FIG. 3 illustrates a double omnidirectional antenna in which electromagnetic waves at the lower frequency are horizontally polarized and are emitted by a coaxial line section 13 provided with longitudinal slots 12, and at the higher frequency vertically polarized waves are emitted by a wave-guide section 15 of circular cross-section which is provided with a transversely extending annular slot 14, and likewise, involves TM01 -excitation. The slots 12 of the coaxial line section 13, which possess the same wall currents as the omnidirectional waveguide section 6, exhibiting TM01 -excitation, corresponds to the antenna arrangement illustrated in FIGS. 1 and 2 and can be excited in like manner. The exciting pins 16 each form a radial connection between the outer conductor and the inner conductor of the coaxial line 13.
The upper section 17, disposed above the slot 14, of the wave guide 15 is retained in position by a suitable synthetic sleeve 18 which also is operative to provide an effective seal between the two sections of the wave guide. The antenna structure of FIG. 3 is fed by means of a double coaxial line, the outermost conductor 2 of which is connected to the outer conductor of the coaxial antenna 13 while the inner conductor of such outer coaxial line passes through the coaxial antenna and is connected, to the wave-guide antenna 15, forming the outer conductor 19 of the inner coaxial line supplying the wave-guide antenna 15. The inner conductor of the inner coaxial line is operative to excite the slotted wave-guide antenna disposed thereabove. The coaxial line antenna and the wave-guide antenna are terminated at their top portions by respective short-circuiting plates 22 and 23. The vertical diagrams of the two omnidirectional antennae are also dependent upon the height and diameter of the two base plates 20 and 21. As shown in FIG. 3, the inner conductor 19a of the outer conductor 19 extends through an opening formed in the base plate 21 and terminates within the confines of the antenna 15. The upper cylindrical portion 17 and the lower cylindrical portions 17a are separated by a slot 14 as illustrated in FIG. 3. FIG. 3a is a sectional view taken through the slots 12 of the cylindrical member 13 and illustrates the inner cylindrical member 13b to which are attached a plurality of radially extending pins 16 which are attached to the wall of the cylindrical portion 13 adjacent the side of the slots 12 as illustrated in FIG. 3a and FIG. 3.

────────────────────

▸ **Set exercise 1**
Render the rows as a Markdown table with the columns "Line" and "Content," omitting blank lines. Begin at the row that contains "Whereabouts in this scan is the engineered" and stop after the row that contains "[153,43,420,121]".
The antenna description above has no connection to the rows that follow it.

────────────────────

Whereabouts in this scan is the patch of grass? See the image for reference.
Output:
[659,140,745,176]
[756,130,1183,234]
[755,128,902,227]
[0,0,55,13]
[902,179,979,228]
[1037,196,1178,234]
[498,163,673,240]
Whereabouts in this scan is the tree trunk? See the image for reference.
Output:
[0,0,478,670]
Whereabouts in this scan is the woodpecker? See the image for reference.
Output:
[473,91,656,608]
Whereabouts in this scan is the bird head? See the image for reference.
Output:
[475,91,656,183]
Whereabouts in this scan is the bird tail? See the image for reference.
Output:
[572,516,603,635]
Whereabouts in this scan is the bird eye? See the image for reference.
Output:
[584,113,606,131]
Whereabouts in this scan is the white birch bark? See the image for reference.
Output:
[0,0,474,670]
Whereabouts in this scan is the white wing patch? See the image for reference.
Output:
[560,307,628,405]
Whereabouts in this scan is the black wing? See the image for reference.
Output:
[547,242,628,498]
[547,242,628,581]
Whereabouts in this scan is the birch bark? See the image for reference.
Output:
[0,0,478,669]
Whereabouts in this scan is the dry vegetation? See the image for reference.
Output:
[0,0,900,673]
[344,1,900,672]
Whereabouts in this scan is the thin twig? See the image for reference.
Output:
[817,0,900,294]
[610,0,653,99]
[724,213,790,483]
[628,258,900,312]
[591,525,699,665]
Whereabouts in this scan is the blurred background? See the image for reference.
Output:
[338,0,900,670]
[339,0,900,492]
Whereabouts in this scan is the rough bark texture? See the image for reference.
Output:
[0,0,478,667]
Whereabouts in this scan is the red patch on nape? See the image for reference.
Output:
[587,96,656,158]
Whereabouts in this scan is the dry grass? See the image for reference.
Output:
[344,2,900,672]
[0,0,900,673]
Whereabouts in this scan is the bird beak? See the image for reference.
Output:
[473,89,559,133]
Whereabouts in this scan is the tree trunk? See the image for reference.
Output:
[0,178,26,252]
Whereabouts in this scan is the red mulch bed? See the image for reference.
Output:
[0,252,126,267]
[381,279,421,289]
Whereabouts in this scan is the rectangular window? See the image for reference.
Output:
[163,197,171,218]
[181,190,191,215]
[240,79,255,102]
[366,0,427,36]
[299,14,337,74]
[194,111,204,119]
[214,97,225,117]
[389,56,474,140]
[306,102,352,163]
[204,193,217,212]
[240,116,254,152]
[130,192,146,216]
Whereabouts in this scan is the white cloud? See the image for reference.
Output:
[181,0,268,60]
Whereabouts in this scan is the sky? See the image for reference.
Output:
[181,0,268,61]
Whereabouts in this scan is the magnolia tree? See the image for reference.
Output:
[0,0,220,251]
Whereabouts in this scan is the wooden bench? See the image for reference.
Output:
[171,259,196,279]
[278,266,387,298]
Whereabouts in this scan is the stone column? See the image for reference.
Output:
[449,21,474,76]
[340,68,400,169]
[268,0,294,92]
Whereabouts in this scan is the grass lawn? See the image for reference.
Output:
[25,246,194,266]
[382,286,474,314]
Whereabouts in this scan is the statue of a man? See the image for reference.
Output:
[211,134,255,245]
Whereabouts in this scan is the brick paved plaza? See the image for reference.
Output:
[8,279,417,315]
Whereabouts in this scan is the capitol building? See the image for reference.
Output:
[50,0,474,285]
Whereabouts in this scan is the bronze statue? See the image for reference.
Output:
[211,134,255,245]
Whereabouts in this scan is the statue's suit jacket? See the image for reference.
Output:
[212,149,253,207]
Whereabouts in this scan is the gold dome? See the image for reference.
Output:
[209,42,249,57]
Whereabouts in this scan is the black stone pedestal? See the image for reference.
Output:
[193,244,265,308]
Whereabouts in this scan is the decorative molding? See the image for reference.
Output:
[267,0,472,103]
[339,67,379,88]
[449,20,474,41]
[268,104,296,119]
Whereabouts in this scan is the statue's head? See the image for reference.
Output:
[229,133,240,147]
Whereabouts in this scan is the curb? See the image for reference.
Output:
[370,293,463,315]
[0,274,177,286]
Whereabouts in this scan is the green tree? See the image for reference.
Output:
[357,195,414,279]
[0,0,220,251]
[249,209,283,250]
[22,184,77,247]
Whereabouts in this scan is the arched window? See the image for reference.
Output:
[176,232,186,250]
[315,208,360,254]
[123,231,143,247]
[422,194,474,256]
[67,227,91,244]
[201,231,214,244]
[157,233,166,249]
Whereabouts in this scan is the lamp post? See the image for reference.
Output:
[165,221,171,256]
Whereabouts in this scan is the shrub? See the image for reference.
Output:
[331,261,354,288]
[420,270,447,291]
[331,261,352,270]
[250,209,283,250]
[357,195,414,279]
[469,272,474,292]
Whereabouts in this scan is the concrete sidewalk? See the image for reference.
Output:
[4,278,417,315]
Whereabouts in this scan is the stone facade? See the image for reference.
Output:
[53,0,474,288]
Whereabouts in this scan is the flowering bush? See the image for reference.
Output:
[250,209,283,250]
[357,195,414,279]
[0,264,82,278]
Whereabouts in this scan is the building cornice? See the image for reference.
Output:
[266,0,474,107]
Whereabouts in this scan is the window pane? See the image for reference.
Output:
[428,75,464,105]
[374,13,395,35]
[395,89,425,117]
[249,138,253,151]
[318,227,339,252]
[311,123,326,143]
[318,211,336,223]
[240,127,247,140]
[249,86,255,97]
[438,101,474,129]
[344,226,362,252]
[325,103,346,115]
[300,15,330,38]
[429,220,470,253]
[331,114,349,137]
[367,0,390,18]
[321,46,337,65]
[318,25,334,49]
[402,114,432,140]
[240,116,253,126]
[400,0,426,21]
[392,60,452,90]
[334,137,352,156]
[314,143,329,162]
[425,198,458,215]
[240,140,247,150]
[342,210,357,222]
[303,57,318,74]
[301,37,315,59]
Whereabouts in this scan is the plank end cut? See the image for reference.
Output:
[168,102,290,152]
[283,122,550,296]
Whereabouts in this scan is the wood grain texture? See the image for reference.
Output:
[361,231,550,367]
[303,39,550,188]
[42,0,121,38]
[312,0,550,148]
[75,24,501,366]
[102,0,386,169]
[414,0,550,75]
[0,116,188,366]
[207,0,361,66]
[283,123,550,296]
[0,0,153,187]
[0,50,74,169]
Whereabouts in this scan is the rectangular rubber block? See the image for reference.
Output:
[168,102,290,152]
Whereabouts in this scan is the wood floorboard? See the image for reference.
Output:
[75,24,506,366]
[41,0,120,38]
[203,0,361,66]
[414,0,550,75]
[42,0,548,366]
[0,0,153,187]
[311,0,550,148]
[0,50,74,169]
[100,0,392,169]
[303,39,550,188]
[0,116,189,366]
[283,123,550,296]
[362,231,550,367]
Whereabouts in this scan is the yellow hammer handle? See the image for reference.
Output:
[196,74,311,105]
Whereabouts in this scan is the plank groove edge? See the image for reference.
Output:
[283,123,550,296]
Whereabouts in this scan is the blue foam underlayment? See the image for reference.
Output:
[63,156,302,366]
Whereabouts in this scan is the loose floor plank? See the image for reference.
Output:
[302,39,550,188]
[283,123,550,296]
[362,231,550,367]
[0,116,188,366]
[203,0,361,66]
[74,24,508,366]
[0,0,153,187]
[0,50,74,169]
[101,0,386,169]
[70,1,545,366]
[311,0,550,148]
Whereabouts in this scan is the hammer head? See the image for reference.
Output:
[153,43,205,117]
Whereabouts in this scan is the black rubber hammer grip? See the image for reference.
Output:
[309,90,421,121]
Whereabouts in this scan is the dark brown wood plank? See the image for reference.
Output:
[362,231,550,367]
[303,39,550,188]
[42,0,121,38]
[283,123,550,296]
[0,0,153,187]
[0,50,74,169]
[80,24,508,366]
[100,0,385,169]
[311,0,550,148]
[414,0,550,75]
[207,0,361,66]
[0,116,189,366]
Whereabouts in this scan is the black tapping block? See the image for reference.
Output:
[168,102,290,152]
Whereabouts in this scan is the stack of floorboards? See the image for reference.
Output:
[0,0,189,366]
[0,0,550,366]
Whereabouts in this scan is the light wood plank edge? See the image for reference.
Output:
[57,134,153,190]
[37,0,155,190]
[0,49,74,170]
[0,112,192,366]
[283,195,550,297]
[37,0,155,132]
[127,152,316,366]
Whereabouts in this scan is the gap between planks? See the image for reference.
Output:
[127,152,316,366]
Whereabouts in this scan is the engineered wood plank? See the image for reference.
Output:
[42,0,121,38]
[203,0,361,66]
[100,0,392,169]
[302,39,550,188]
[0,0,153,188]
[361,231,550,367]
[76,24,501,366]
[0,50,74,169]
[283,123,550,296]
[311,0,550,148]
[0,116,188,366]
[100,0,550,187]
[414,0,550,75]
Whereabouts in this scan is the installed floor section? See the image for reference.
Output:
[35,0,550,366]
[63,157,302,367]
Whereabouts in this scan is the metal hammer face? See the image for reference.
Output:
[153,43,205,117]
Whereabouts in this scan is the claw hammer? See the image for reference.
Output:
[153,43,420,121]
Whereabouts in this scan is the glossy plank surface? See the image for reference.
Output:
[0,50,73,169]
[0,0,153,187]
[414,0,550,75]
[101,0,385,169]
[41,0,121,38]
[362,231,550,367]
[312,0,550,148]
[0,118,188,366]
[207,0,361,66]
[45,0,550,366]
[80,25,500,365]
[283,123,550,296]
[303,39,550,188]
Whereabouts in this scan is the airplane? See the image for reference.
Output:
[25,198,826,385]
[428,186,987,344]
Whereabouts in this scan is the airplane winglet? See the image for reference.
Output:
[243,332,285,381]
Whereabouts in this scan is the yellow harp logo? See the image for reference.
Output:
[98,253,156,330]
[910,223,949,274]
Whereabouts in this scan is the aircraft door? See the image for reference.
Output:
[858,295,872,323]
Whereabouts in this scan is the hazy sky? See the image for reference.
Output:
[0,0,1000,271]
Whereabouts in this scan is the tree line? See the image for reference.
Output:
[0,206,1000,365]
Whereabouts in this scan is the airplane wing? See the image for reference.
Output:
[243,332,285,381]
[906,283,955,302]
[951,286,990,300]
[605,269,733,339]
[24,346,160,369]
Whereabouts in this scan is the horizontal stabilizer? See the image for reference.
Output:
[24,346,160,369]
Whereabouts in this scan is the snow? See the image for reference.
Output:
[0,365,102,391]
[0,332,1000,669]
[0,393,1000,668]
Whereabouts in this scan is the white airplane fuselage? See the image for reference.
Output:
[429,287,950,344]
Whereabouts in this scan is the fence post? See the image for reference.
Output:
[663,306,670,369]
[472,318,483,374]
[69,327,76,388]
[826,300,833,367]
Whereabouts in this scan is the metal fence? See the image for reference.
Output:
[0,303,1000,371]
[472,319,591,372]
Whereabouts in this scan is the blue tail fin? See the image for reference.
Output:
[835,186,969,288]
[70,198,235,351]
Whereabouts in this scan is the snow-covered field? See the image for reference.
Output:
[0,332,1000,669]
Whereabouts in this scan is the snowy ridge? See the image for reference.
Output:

────────────────────

▸ **Set exercise 2**
Rename "exciting pins" to "excitation pins" in the antenna description, and write out the passage that begins at the words "FIG. 3 illustrates" and stops after "coaxial line 13.".

▸ **Right answer 1**
| Line | Content |
|---|---|
| 1 | Whereabouts in this scan is the engineered wood plank? See the image for reference. |
| 2 | Output: |
| 3 | [42,0,121,38] |
| 4 | [203,0,361,66] |
| 5 | [100,0,392,169] |
| 6 | [302,39,550,188] |
| 7 | [0,0,153,188] |
| 8 | [361,231,550,367] |
| 9 | [76,24,501,366] |
| 10 | [0,50,74,169] |
| 11 | [283,123,550,296] |
| 12 | [311,0,550,148] |
| 13 | [0,116,188,366] |
| 14 | [100,0,550,187] |
| 15 | [414,0,550,75] |
| 16 | Whereabouts in this scan is the installed floor section? See the image for reference. |
| 17 | Output: |
| 18 | [35,0,550,366] |
| 19 | [63,157,302,367] |
| 20 | Whereabouts in this scan is the metal hammer face? See the image for reference. |
| 21 | Output: |
| 22 | [153,43,205,117] |
| 23 | Whereabouts in this scan is the claw hammer? See the image for reference. |
| 24 | Output: |
| 25 | [153,43,420,121] |

▸ **Right answer 2**
FIG. 3 illustrates a double omnidirectional antenna in which electromagnetic waves at the lower frequency are horizontally polarized and are emitted by a coaxial line section 13 provided with longitudinal slots 12, and at the higher frequency vertically polarized waves are emitted by a wave-guide section 15 of circular cross-section which is provided with a transversely extending annular slot 14, and likewise, involves TM01 -excitation. The slots 12 of the coaxial line section 13, which possess the same wall currents as the omnidirectional waveguide section 6, exhibiting TM01 -excitation, corresponds to the antenna arrangement illustrated in FIGS. 1 and 2 and can be excited in like manner. The excitation pins 16 each form a radial connection between the outer conductor and the inner conductor of the coaxial line 13.